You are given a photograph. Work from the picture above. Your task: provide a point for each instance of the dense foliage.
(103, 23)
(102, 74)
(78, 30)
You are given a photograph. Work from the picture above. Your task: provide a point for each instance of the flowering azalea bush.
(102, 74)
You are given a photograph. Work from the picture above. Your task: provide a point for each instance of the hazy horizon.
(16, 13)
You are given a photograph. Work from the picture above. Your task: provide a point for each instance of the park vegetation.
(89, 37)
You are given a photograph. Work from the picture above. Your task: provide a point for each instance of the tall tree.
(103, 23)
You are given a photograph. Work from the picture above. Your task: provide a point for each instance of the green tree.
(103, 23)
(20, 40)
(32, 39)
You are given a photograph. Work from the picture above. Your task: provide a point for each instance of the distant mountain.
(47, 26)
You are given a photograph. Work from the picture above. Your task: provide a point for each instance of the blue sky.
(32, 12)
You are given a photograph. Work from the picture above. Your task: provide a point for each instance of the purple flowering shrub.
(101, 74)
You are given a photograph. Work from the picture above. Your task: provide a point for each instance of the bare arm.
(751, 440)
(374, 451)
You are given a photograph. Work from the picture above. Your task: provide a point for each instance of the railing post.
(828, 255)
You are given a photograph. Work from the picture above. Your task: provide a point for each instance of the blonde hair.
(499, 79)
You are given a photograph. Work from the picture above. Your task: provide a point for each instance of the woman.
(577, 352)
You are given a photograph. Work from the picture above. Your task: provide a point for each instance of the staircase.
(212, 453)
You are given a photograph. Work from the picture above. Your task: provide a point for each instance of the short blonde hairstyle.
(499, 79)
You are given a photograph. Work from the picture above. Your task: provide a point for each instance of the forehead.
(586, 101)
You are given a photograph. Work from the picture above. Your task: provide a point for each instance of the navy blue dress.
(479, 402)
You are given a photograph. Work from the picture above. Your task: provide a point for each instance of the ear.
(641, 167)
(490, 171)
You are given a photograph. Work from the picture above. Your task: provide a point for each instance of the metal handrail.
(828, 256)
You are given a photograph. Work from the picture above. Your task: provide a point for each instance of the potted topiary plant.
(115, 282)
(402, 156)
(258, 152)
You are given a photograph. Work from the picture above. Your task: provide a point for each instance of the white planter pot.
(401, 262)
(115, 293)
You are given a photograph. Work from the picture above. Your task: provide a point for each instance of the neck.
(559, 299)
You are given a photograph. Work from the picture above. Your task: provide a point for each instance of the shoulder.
§
Task goal - Retype all of the data above word for word, keeping every line in its original order.

Problem solution -
You are given a photograph. Work from the picture above. Your task: provide a point for each instance of the dense foliage.
(103, 23)
(102, 74)
(78, 30)
You are given a photograph. Work from the picture above. Your task: provide a point for each instance of the flowering azalea bush.
(102, 74)
You are given a photograph. Work from the picture above. Your task: provide a point for each instance of the hazy horizon.
(16, 13)
You are given a photograph. Work from the picture above. Your task: provide a point for each instance of the park vegetation.
(89, 37)
You are given a photograph. Work from the picture above. Your task: provide a point for each instance of the tall tree.
(103, 23)
You are given a photograph. Work from the picture above. Your task: provide a point for each instance of the green tree.
(103, 23)
(20, 40)
(32, 39)
You are given a photograph. Work from the picture above. Your task: provide a point for each instance of the distant mountain.
(47, 26)
You are given a photograph. Work from the picture above. Your task: provide a point for each instance of the blue sky.
(32, 12)
You are given a photograph. Work from the picture above. Your task: provide a point for each instance of the purple flowering shrub.
(101, 74)
You are given a photograph. Work from the picture above. Your task: provide a point for each instance of the bare arm.
(751, 440)
(374, 451)
You are given a photograph. Work from the picture above. Your task: provide a point for each instance of the railing post.
(828, 255)
You are given a photograph. Work from the picture above. Your task: provide a point for each instance of the blonde hair.
(499, 79)
You are given a photograph. Work from the picture above. Your task: provide a point for each instance of the woman.
(577, 352)
You are given a photograph. Work from the picture above. Your task: provide a point for each instance of the staircase.
(212, 453)
You are given a photograph. Work from the picture above. Your task: provide a point for each instance of the short blonde hairstyle.
(499, 79)
You are given a photograph. Work from the picture above. Your task: provide a point for each instance of the forehead.
(586, 101)
You are given a photograph. Work from the picture above. Your task: provide a point for each instance of the navy blue dress.
(479, 402)
You are given a photograph. Work from the picture above. Your task: provide a point for each instance of the ear.
(641, 167)
(490, 171)
You are given a photograph. Work from the picture above. Your task: provide a point for each instance of the metal handrail.
(828, 256)
You are given a photograph. Work from the picture above. Your task: provide a point for each instance of the potted topiary plant.
(115, 282)
(402, 156)
(258, 152)
You are given a photograph. Work from the picture above. Your task: provide a point for each instance of the white planter pot.
(401, 262)
(115, 293)
You are given a photograph. Work from the picture above. Your task: provide a point for each instance of the neck.
(559, 299)
You are given a photograph. Work from the picture above. Your task: provide a point for each instance of the shoulder.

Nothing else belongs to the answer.